## AANGELEVERDE TEKST
Pagina:Stijl vol 01 nr 02 p 013-018.djvu/2

Deze pagina is proefgelezen

als het volstrekte, komt het volstrekte in de natuur slechts in natuurlijke kleur en vorm verborgen of gesluierd tot beelding. Hoewel het universeele zich beeldt als het volstrekte, in lijn door het rechte, in kleur door het vlakke, het pure en in verhouding door het evenwichtige, openbaart het universeele zich in de natuur slechts als drang naar het volstrekte — als drang naar het rechte, het vlakke, het pure, het evenwichtige, en wel door spanning van vorm (lijn), vlakheid, intensiteit, zuiverheid van natuurlijke kleur en natuurlijke harmonie.
Het volstrekte nu naar voren te brengen, is hetgeen de kunst tot uitdrukking brengt, is hetgeen zoowel het universeele als het individueele van alle stijlbeelding inhoudt. Het universeele van stijl maakt het volstrekte aanschouwelijk door het individueele van stijl. Omdat het individueele van stijl aangeeft de wijze waarop en de mate waarin het volstrekte aanschouwelijk gemaakt is, vertoont het de geestesgesteldheid van den tijd en is juist dàtgene wat een stijl voor een zekeren tijd geschikt doet zijn, wat de levenswaarde van een stijl uitmaakt.
Het individueele van stijl is dus niet te scheiden van het universeele van stijl (de stijl als tweeheid stellen we hier slechts voor om te komen tot zuiver begrip van hare beteekenis).
De schilderkunst kan het volstrekte op tweeërlei wijzen beelden: in bepaaldheid, d. i. zooals het buiten ons niet verschijnt, en in vorm en natuurlijke kleur gesluierd, zooals het door de natuur tot uitdrukking komt. Op de eerste wijze verschijnt de stijl geheel en al op de wijze der kunst, op de tweede wijze komt zij steeds min of meer op de wijze der natuur tot uiting.

## AANGELEVERDE GEGEVENS
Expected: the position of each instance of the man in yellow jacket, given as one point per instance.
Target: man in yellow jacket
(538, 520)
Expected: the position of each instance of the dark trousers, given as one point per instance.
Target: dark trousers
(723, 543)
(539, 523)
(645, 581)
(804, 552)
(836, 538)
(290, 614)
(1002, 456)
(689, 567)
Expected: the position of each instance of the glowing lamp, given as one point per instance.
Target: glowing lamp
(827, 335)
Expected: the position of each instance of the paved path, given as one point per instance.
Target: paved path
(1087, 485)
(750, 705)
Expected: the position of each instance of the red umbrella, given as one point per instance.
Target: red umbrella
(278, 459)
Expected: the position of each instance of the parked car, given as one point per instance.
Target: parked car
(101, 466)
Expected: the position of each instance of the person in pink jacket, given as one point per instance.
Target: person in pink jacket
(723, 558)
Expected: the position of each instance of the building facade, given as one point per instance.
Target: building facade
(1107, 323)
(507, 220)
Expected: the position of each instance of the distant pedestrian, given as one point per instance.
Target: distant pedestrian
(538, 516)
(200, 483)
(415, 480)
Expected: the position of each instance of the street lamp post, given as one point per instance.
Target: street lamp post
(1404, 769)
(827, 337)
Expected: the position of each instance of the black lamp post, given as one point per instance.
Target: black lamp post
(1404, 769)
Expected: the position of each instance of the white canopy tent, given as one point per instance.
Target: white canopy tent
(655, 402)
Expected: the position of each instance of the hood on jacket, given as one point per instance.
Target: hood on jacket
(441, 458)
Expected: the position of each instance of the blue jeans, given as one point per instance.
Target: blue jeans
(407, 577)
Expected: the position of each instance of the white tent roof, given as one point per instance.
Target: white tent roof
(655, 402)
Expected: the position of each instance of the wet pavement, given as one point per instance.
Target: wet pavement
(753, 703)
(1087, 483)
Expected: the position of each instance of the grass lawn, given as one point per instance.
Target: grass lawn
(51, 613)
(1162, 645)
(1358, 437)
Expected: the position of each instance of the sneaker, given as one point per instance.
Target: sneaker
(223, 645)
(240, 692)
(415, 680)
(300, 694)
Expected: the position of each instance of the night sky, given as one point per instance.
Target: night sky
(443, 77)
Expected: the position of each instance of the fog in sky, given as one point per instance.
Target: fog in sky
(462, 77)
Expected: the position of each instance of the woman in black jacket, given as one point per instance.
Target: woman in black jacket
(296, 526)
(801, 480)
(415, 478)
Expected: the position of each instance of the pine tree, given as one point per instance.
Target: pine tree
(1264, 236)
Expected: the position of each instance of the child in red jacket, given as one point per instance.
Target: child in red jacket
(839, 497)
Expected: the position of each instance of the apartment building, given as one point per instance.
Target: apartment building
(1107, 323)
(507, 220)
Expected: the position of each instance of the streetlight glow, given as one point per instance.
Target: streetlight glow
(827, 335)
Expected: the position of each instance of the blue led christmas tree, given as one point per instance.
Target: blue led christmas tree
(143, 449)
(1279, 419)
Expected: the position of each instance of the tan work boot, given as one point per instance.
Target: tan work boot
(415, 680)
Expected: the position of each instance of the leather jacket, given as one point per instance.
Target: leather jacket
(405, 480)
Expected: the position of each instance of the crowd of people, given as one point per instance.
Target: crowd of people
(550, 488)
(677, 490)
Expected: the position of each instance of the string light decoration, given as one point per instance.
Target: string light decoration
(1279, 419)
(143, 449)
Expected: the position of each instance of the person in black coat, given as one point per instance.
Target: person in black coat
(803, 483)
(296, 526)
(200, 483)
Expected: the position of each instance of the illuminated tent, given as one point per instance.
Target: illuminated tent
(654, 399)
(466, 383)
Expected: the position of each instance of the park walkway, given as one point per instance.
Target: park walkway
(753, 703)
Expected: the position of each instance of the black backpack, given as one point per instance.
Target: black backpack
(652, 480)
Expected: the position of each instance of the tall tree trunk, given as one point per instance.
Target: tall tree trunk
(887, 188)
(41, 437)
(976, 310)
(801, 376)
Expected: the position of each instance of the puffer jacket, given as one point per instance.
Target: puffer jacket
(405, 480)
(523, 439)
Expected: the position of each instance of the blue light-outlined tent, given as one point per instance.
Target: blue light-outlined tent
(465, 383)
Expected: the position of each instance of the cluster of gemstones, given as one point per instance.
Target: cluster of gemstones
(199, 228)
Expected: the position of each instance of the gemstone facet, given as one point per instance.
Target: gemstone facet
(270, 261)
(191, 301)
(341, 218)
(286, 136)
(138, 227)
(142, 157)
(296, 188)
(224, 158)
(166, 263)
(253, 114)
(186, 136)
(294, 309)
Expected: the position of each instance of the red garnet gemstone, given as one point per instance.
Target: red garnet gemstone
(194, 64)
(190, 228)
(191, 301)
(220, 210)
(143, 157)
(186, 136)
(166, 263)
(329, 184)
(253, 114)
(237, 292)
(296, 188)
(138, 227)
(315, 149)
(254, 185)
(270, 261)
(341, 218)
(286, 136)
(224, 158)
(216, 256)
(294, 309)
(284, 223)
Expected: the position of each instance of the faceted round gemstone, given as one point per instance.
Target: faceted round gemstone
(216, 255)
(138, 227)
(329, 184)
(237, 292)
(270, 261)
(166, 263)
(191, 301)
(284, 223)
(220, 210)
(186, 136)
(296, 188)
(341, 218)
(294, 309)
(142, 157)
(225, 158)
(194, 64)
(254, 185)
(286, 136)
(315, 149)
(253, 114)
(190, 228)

## SCHRIFTELIJKE OPDRACHTEN
(a) Op hoeveel wijzen kan de schilderkunst volgens de tekst het volstrekte beelden, en welke zijn dat?
(b) Noem het aantal regels in de records waarin het woord "black" voorkomt, en verder niets.
De tekst en de records hebben niets met elkaar te maken.

## ANTWOORDEN
(a) Op twee wijzen: in bepaaldheid, en gesluierd in vorm en natuurlijke kleur.

(b) 8